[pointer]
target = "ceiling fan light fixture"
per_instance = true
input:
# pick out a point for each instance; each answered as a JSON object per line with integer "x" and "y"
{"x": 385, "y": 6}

...

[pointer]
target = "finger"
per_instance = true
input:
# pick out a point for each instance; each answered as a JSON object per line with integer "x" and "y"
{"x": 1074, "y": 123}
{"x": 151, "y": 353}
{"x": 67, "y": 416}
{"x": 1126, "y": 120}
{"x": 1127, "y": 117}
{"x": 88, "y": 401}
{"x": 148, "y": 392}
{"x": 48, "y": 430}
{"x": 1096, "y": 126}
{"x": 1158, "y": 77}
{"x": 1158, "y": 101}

---

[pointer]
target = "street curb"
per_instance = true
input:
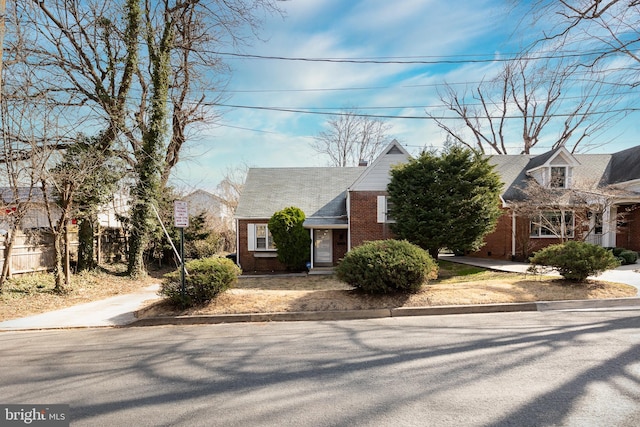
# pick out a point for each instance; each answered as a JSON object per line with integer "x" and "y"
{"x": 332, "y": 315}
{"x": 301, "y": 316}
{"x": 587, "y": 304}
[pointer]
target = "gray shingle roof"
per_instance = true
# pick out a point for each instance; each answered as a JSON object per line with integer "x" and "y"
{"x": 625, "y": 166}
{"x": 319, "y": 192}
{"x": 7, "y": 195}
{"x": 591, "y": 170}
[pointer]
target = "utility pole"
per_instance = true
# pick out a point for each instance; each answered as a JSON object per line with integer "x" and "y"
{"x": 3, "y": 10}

EXERCISE DETAILS
The lines in the entries above that carry the word "target" must be copied.

RESULT FOR THIS EXERCISE
target = "ceiling fan light fixture"
target = "finger"
target = "street curb"
target = "gray shingle roof"
target = "utility pole"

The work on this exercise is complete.